* GIVEN REQUEST: Copy out the lines of the material below, from the line containing "Each instance of the ant" through the end of the material, both included.

* Dataset excerpt:
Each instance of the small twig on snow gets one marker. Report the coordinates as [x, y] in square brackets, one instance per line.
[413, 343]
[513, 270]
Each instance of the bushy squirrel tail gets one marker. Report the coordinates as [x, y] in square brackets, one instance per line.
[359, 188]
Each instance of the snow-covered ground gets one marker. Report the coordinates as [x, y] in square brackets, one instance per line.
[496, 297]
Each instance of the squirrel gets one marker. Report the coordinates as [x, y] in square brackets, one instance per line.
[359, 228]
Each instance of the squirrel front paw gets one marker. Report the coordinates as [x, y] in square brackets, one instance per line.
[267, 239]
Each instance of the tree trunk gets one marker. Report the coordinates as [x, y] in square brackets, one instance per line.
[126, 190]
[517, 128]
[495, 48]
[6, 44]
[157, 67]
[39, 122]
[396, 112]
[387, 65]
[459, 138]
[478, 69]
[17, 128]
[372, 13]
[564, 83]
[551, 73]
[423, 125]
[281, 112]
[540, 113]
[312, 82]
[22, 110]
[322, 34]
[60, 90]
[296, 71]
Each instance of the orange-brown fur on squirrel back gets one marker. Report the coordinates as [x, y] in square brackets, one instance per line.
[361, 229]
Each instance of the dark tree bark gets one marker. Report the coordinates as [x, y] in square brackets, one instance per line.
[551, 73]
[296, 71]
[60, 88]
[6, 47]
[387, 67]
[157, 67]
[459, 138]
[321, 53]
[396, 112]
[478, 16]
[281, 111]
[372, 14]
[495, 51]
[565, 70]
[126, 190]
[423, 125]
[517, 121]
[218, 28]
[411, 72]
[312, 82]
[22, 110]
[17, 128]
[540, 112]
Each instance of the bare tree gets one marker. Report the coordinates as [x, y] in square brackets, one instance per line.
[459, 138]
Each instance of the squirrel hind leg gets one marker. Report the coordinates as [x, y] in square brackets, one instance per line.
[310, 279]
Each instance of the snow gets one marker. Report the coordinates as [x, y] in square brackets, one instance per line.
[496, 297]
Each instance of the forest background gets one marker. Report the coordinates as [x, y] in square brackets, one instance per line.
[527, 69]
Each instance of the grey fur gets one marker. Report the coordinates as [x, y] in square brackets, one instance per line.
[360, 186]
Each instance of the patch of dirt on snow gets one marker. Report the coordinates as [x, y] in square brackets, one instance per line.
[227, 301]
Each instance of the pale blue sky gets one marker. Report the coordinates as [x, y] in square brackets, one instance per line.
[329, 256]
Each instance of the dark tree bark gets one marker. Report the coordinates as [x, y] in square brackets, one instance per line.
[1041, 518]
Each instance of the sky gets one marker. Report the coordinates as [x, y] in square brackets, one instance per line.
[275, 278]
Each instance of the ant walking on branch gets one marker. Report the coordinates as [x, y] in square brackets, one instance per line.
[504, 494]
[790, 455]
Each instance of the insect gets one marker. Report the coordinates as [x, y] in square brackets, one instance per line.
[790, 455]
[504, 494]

* FINISHED TASK:
Each instance of the ant walking on branch gets one marker. Report the coordinates as [x, y] in square brackets, one instance per line.
[504, 494]
[790, 455]
Each instance of the insect gets one marker. Report the coordinates as [x, y] in square brackets, one instance per line.
[790, 455]
[504, 494]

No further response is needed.